> REQUIRED WORK
[A] Do these statements agree with the forum thread about owning an R35 GTR below? Answer yes or no for each, quoting the deciding words exactly: (i) Mookistar expects parts and servicing to cost Porsche/Audi/BMW money; (ii) Jathesan asks about the cost of keeping the car in the United States; (iii) andreasgtr remembers the GTR price list as reassuring.
[B] According to the forum thread about owning an R35 GTR below, why is the car unlikely to use many shared consumable components?
[C] Carry on the forum thread about owning an R35 GTR below from its last post.
━━━ EXTRACTED TEXT
# Would it be expensive owning an r35 GTR?



## Jathesan (Jan 20, 2008)

Like if I bought one, would it be expensive to take care of in Canada?

Like insurance, oil change, car repair parts... how long do u think till the parts ware off?


----------



## Mookistar (Feb 5, 2004)

Well probably no dearer than a Porsche or M5 

but to be honest, if you have to ask...

mook


----------



## Jathesan (Jan 20, 2008)

thanks but what about the repair parts?


----------



## Mookistar (Feb 5, 2004)

no-one knows.* nissan will have done long term testing,* but it's still be Porsche/Audi/BMW money for parts and servicing.it's supposedly a new car from the ground up,* so it's unlikely it'll use many shared consumable components.mook


----------



## Mookistar (Feb 5, 2004)

no-one knows.* nissan will have done long term testing,* but it's still be Porsche/Audi/BMW money for parts and servicing.it's supposedly a new car from the ground up,* so it's unlikely it'll use many shared consumable components.mook


----------



## andreasgtr (Jul 2, 2003)

There was a list of nissan GTR prices for brakes, tyres etc...afaik it was quite frightening...wallet-wise.


----------



## Jathesan (Jan 20, 2008)

where is it now?
━━━━━━
━━━ MATERIAL SUPPLIED
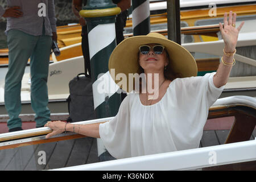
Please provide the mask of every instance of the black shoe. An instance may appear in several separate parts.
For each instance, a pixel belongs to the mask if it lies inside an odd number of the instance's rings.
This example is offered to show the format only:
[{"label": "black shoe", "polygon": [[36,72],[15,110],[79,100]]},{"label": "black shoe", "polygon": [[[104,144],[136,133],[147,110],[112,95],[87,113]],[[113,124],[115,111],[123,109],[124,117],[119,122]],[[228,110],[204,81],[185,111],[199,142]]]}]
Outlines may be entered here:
━━━━━━
> ANSWERS TO THE PROBLEMS
[A]
(i) Yes: "it's still be Porsche/Audi/BMW money for parts and servicing"
(ii) No: "would it be expensive to take care of in Canada?"
(iii) No: "afaik it was quite frightening...wallet-wise."

[B] Mookistar says the car is supposedly a new car from the ground up. For that reason, it is unlikely to use many shared consumable components.

[C]
----------



## LiamGTR (Nov 26, 2006)

tried using the search button?


----------



## turboslippers (Nov 2, 2003)

If the rear carbon undertray costs just over £7000 +vat on a R34 GTR then I doubt the full carbon tray on the underside of a R35 is going to be small change...
I would imagine because of the bespoke nature of the gearbox/transaxle, turbo/manifold etc the spares for 'big' bits of the car are going to be eye-watering. I've seen some of the costs on another thread and for 'normal' items likes bumpers and wheels it seemed to double R34 prices (iirc)
Still, i doubt the short block for the latest 911 turbo is hardly peanuts...


----------



## Bigrigger (Aug 6, 2007)

I talked to a salesman yesterday and he said the base model will cost just under 100k CAN. And our $ is on par with the USA $ now.

As for insurace and parts, heres a link for you.

Vaseline® - Keeping skin amazing | Welcome


----------



## Bigrigger (Aug 6, 2007)

Heres the link for parts and such. WOW

http://www.gtr.co.uk/forum/upload/89195-r35-gtr-original-parts-prices.html


----------



## bonzelite (May 14, 2006)

On my home forum, the American NAGTROC, whenever I mention cost of ownership/parts, running costs.... etc... and I break it to them that just because you can buy the car --maybe-- doesn't mean you can afford to run the car. 

I present this will full logic and references to parts lists --which are stratospheric by the way. 

Yet whenever this topic is mentioned on my forum, and I am honest about it, honest about my predictions, I am treated like I am from Mars and made out to be a troll  

People cannot accept that this car is going to cost a bloody fortune to own?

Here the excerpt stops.